* Aim of the task:
Rewrite the whole listing below, requests included, raising every bounding box coordinate in the answers by 59 but leaving the numbers in the requests and their format samples as they are. Leave the pictures out.

* Extracted records:

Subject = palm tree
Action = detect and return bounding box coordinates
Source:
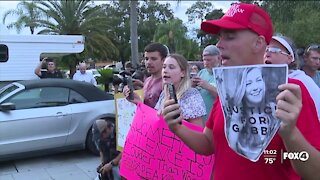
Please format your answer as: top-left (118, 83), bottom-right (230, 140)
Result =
top-left (2, 0), bottom-right (42, 34)
top-left (37, 0), bottom-right (119, 77)
top-left (130, 0), bottom-right (139, 68)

* Answer to this problem:
Subject = palm tree
Action = detect and return bounding box coordinates
Source:
Please format your answer as: top-left (118, 83), bottom-right (230, 140)
Result =
top-left (61, 59), bottom-right (101, 93)
top-left (96, 59), bottom-right (178, 136)
top-left (189, 59), bottom-right (198, 127)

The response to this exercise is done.